Point-per-instance localization data
-------
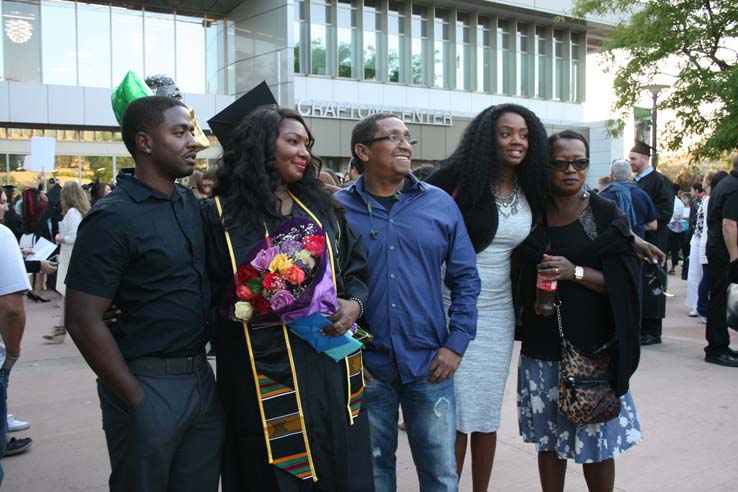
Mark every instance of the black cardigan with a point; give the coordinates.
(481, 220)
(621, 269)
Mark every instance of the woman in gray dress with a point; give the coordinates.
(498, 176)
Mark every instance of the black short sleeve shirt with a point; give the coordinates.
(145, 251)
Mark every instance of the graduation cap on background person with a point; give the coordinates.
(223, 123)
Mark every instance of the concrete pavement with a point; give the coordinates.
(687, 410)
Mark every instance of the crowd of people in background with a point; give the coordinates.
(443, 263)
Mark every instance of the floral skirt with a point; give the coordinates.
(541, 423)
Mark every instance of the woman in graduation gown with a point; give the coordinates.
(312, 435)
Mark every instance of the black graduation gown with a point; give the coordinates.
(341, 453)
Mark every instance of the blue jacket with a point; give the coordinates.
(423, 232)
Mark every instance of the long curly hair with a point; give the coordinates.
(476, 161)
(247, 177)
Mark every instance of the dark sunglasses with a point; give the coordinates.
(562, 165)
(394, 138)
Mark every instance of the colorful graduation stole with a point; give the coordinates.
(280, 405)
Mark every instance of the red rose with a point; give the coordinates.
(244, 292)
(261, 305)
(246, 273)
(295, 275)
(315, 244)
(273, 281)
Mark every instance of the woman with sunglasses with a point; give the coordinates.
(583, 243)
(497, 176)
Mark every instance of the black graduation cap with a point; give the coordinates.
(641, 148)
(223, 123)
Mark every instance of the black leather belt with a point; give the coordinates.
(159, 366)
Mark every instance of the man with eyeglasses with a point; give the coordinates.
(661, 191)
(411, 231)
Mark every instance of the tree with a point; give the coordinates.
(697, 37)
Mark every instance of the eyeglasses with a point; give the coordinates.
(562, 165)
(394, 138)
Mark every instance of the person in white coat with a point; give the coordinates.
(75, 206)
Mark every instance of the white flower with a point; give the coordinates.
(553, 393)
(243, 310)
(592, 429)
(537, 404)
(633, 436)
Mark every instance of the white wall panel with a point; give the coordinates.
(28, 103)
(66, 105)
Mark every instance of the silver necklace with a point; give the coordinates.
(507, 205)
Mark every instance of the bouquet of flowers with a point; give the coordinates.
(287, 278)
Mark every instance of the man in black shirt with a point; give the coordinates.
(143, 249)
(722, 250)
(661, 191)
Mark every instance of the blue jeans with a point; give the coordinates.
(4, 375)
(430, 419)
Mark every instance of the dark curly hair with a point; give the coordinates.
(476, 162)
(247, 177)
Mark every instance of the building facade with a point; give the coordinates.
(435, 64)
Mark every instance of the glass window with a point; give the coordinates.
(215, 60)
(59, 48)
(442, 48)
(93, 51)
(420, 27)
(575, 66)
(396, 39)
(523, 77)
(541, 62)
(372, 40)
(127, 30)
(301, 36)
(558, 65)
(347, 37)
(463, 52)
(190, 42)
(484, 55)
(320, 17)
(159, 44)
(504, 57)
(22, 41)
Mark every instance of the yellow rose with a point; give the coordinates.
(244, 310)
(306, 258)
(280, 263)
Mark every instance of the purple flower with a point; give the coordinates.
(264, 258)
(291, 248)
(281, 299)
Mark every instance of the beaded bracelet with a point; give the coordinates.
(361, 305)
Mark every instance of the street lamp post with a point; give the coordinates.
(654, 89)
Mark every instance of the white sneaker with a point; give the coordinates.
(16, 425)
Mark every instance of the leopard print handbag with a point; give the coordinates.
(586, 394)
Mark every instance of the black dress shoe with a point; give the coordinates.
(726, 359)
(650, 340)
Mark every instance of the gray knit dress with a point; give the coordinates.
(480, 380)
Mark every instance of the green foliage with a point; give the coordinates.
(697, 37)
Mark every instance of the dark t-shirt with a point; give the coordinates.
(145, 251)
(723, 204)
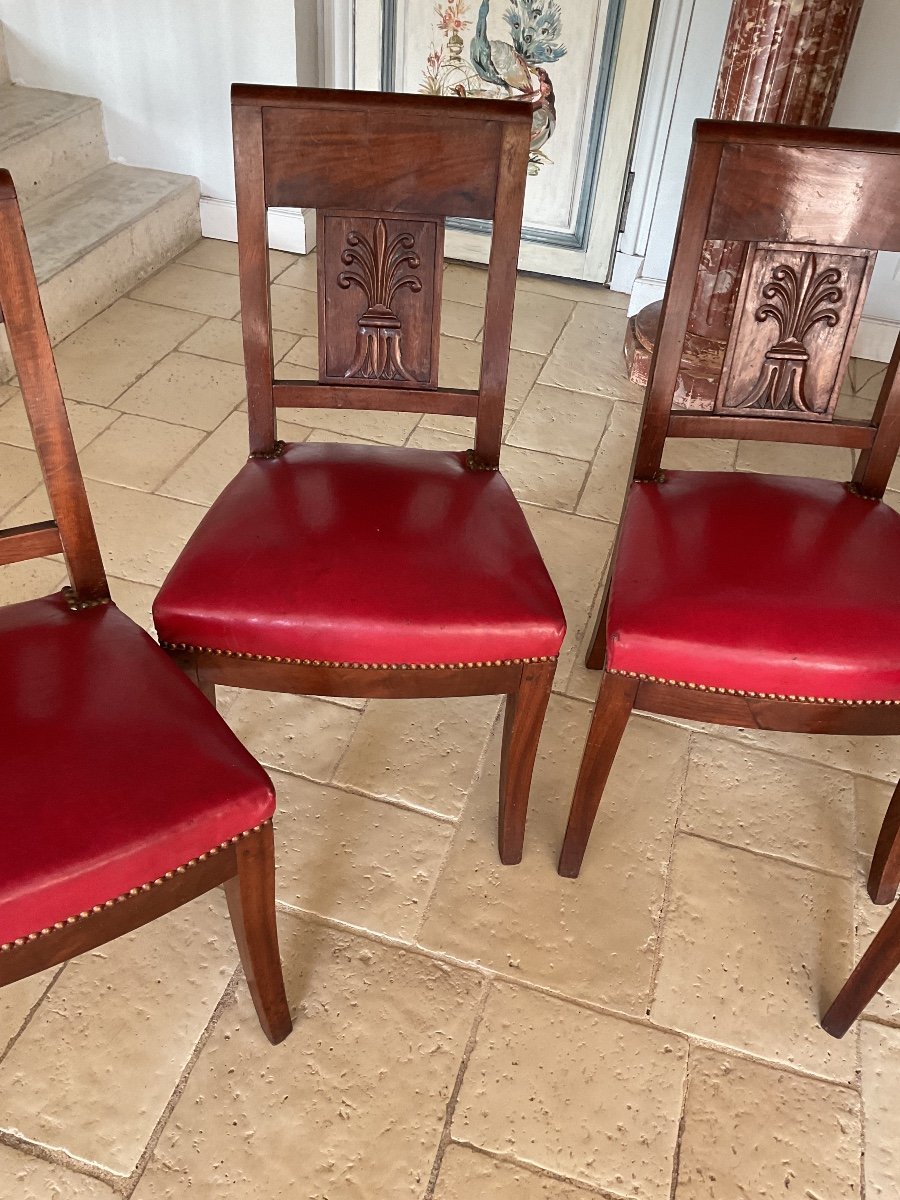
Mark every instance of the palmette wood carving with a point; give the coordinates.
(797, 313)
(379, 280)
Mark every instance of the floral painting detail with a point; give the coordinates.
(497, 69)
(379, 268)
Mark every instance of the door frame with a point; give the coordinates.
(349, 29)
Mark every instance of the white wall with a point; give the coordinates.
(163, 70)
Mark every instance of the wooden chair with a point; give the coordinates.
(354, 570)
(124, 793)
(761, 600)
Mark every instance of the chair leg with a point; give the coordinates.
(876, 965)
(522, 726)
(251, 905)
(885, 871)
(607, 724)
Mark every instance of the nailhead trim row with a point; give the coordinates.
(77, 605)
(753, 695)
(133, 892)
(359, 666)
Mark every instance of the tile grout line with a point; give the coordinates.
(450, 1110)
(225, 1002)
(31, 1013)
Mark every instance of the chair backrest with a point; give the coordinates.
(71, 529)
(383, 173)
(813, 205)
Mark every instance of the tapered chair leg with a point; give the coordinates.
(607, 724)
(522, 726)
(876, 965)
(251, 905)
(885, 871)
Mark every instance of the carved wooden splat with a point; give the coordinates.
(379, 298)
(795, 321)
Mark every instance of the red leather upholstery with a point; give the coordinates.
(115, 769)
(759, 582)
(351, 553)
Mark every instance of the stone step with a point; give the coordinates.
(100, 237)
(49, 139)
-------
--- How to complete this task ---
Each record must be quoted in full and exactly. Do not include the pictures.

--- Output for this task ---
Mark every instance of the black cardigan with a point; give the coordinates.
(481, 220)
(621, 269)
Mark every instance of the woman in gray dress with a point; give the coordinates.
(498, 176)
Mark every instance of the black short sleeve shirt with a point; give the coordinates.
(145, 251)
Mark every instance of the graduation cap on background person with a point; give the coordinates.
(223, 123)
Mark every instance of the concrete pavement with a point; give the coordinates.
(687, 410)
Mark every instance of the crowd of people in background with a point; give the coordinates.
(443, 263)
Mark every instance of the floral skirt with a point; give the coordinates.
(541, 423)
Mark every instance of the woman in graduation gown with a point; give the coordinates.
(312, 435)
Mark every instance of the black graduation gown with a point; give the coordinates.
(341, 453)
Mark every instance of the blue jacket with a point; give the coordinates.
(423, 232)
Mark every instance of the long curly hair with a point; give the coordinates.
(476, 161)
(247, 177)
Mark every instance of the dark sunglasses with a point; give the coordinates.
(562, 165)
(394, 138)
Mark every instance of the colorful graduation stole with a point; give the coordinates.
(280, 405)
Mark every instance of the red rose with a point; give the coordinates.
(244, 292)
(261, 305)
(246, 273)
(295, 275)
(315, 244)
(273, 281)
Mark every instance of the woman with sunglasses with a point; give the coordinates.
(583, 243)
(497, 176)
Mark every instance of the black graduation cap with a point; give the coordinates.
(641, 148)
(223, 123)
Mark every instance of the black leather belt with a point; give the coordinates.
(159, 366)
Mark every instance of the man with eyeglasses with a point; give the coordinates.
(661, 191)
(411, 231)
Mark every instance of the tree with a point; give the coordinates.
(697, 37)
Mark every instance of the eyeglasses with a point; give the coordinates.
(562, 165)
(394, 138)
Mark every instance of the person in white coat with a point; give the coordinates.
(75, 206)
Mark every instance of the white flower with a point; give the coordinates.
(553, 393)
(243, 310)
(592, 429)
(537, 404)
(633, 436)
Mark every instance of the white wall panel with a point; give the coordinates.
(28, 103)
(66, 105)
Mark every instance of the silver necklace with a point; give the coordinates.
(507, 205)
Mark every instance of the bouquet of flowers with a point; give the coordinates.
(287, 278)
Mark every instance of the man in black shirt with a point; give the coordinates.
(143, 249)
(722, 250)
(661, 191)
Mark every instance of the blue jeans with a point; give the coordinates.
(4, 375)
(430, 419)
Mark every instance of the dark curly hair with a point; give the coordinates.
(476, 162)
(247, 177)
Mark every instance of the building facade with a point; give the coordinates.
(435, 64)
Mark every instance of the glass window with a point; give the coordinates.
(215, 60)
(59, 48)
(442, 48)
(93, 51)
(420, 27)
(575, 66)
(396, 39)
(523, 77)
(541, 62)
(372, 40)
(127, 30)
(301, 36)
(558, 65)
(347, 37)
(463, 52)
(190, 42)
(484, 55)
(320, 17)
(159, 44)
(504, 57)
(22, 41)
Mark every instance of the yellow rose with a point; give the coordinates.
(244, 310)
(306, 258)
(280, 263)
Mark every instance of the purple flower with a point; give the coordinates.
(264, 258)
(291, 248)
(281, 299)
Mark every instance of the beaded bracelet with a point; give the coordinates.
(361, 305)
Mark every instance of the street lamp post with a point; give the coordinates.
(654, 89)
Mark every instance of the white sneaker with a point; give the coordinates.
(16, 425)
Mark every instance of the leopard print handbag with a point; give the coordinates.
(586, 394)
Mark every instance of the black dress shoe with a point; give the coordinates.
(726, 359)
(650, 340)
Mark every instance of the gray knit dress with a point; give the coordinates.
(480, 380)
Mark every instance of the green foliage with a point; give the coordinates.
(697, 37)
Mark every instance of the dark t-shirt with a point; give the coordinates.
(145, 251)
(723, 204)
Mark every instance of the palmette wood carving with a point; give the coordinates.
(797, 313)
(379, 280)
Mark every instance of the floral painting detail with a point; give the coordinates.
(497, 69)
(379, 268)
Mark every instance of the door frame with a point; give the coordinates.
(349, 29)
Mark every instance of the white wall with a point; give the coordinates.
(163, 70)
Mark every instance of the wooden chair with a point; give the coordinates.
(354, 570)
(124, 793)
(761, 600)
Mark every instance of the chair leg with a point; give the coordinates.
(876, 965)
(522, 726)
(251, 905)
(885, 871)
(607, 724)
Mark every instance of the nailhead trim row with a point; give the coordinates.
(77, 605)
(753, 695)
(133, 892)
(359, 666)
Mark every instance of the tile grout line with a point; give the coordinates.
(450, 1110)
(225, 1002)
(31, 1013)
Mark every instance of the chair backrest with a point; give the coordinates.
(71, 529)
(383, 173)
(813, 205)
Mark every instance of the tapered chair leg with a point; give the coordinates.
(607, 724)
(522, 726)
(876, 965)
(251, 905)
(885, 871)
Mark every instance of the carved wooden splat with a point; give the coordinates.
(379, 298)
(795, 321)
Mark every instance of the red leather upholstery with a point; give the coordinates.
(115, 769)
(759, 582)
(351, 553)
Mark every instance of the stone step with a point; give the coordinates.
(100, 237)
(49, 139)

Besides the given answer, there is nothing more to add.